**What is asked**
a – In the patent excerpt on mobile location, at which step may the location of mobile unit 102 be requested?
b – Reproduce the patent excerpt on mobile location from "Thus, systems and" to "claims that follow.".

**Given text**
· · ·

FIG. 2 illustrates an alternate embodiment of the present invention wherein gateway 106 interfaces directly with SMLC 110 rather than through GMLC 108. With this configuration, SMLC 110 receives location requests from GMLC 108 using the RSP messages described above and SMLC 110 connects to gateway 106. SMLC 110 may convert the RSP messages back into GPRS format and transmit them to mobile unit 102 through gateway 106 and wireless network 104.

Flow chart 200 in FIG. 3 shows some of the steps involved in providing location information to mobile unit 102, application 112, or client 114 in accordance with the principles of the present invention. At step 202, the location of mobile unit 102 may be requested. This request may come from mobile unit 102, location application 112, and/or location client 114 depending on the particular implementation in use. Next, at step 204, the location request may be routed to SMLC 110 via GMLC 108. However, in some embodiments, SMLC 110 may receive the location request from gateway 106 directly (if from mobile unit 102) or from GMLC 108 (if from location application 112 or location client 114 (e.g., see FIG. 2)).

At step 206 SMLC 110 may send a location request to mobile unit 102 such as GPS or other positioning system information. In response to receiving such information, mobile unit 102 may send information/data generally indicative of its position (such as psuedo-range information) back to SMLC 110 at step 208. Next, SMLC 110 may process this information, possibly along with other positioning information received from an external source, to determine the location of mobile unit 102 at step 210. At step 212, this location information may be sent to external application and/or clients such as, for example, mobile unit 102, location application 112, and/or location client 114. Next, at step 214, before final transmission to its destination, the location information/data may be converted or mapped from and internal SMLC/GMLC communication format such as the format disclosed herein to standard GPRS, GSM CDMA or other communication format for processing by that application/client.

Thus, systems and methods for locating and communicating location information to a mobile unit are provided. It will be understood that the foregoing is only illustrative of the principles of the invention and that various modifications can be made by those skilled in the art without departing from the scope and spirit of the invention. Accordingly, such embodiments will be recognized as within the scope of the present invention.

Persons skilled in the art will appreciate that the present invention can be practiced by other than the described embodiments, which are presented for purposes of illustration rather than of limitation and that the present invention is limited only by the claims that follow.

· · ·

Stored data
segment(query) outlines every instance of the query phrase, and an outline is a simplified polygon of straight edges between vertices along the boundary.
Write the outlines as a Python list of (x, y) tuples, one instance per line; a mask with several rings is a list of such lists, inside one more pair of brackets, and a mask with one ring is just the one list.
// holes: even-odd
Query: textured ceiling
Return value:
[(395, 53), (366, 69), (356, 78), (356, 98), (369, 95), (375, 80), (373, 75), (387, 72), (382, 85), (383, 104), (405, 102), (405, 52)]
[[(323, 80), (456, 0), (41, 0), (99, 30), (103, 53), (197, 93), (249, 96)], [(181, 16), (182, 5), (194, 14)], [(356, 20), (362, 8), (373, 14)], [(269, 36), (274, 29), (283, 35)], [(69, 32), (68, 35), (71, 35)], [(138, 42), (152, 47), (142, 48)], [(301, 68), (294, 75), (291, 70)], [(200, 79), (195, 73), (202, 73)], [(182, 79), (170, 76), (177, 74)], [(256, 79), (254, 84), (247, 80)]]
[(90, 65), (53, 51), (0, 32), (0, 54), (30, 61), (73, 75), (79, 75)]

· · ·

**Answer list**
a – Step 202.

b –
Thus, systems and methods for locating and communicating location information to a mobile unit are provided. It will be understood that the foregoing is only illustrative of the principles of the invention and that various modifications can be made by those skilled in the art without departing from the scope and spirit of the invention. Accordingly, such embodiments will be recognized as within the scope of the present invention.

Persons skilled in the art will appreciate that the present invention can be practiced by other than the described embodiments, which are presented for purposes of illustration rather than of limitation and that the present invention is limited only by the claims that follow.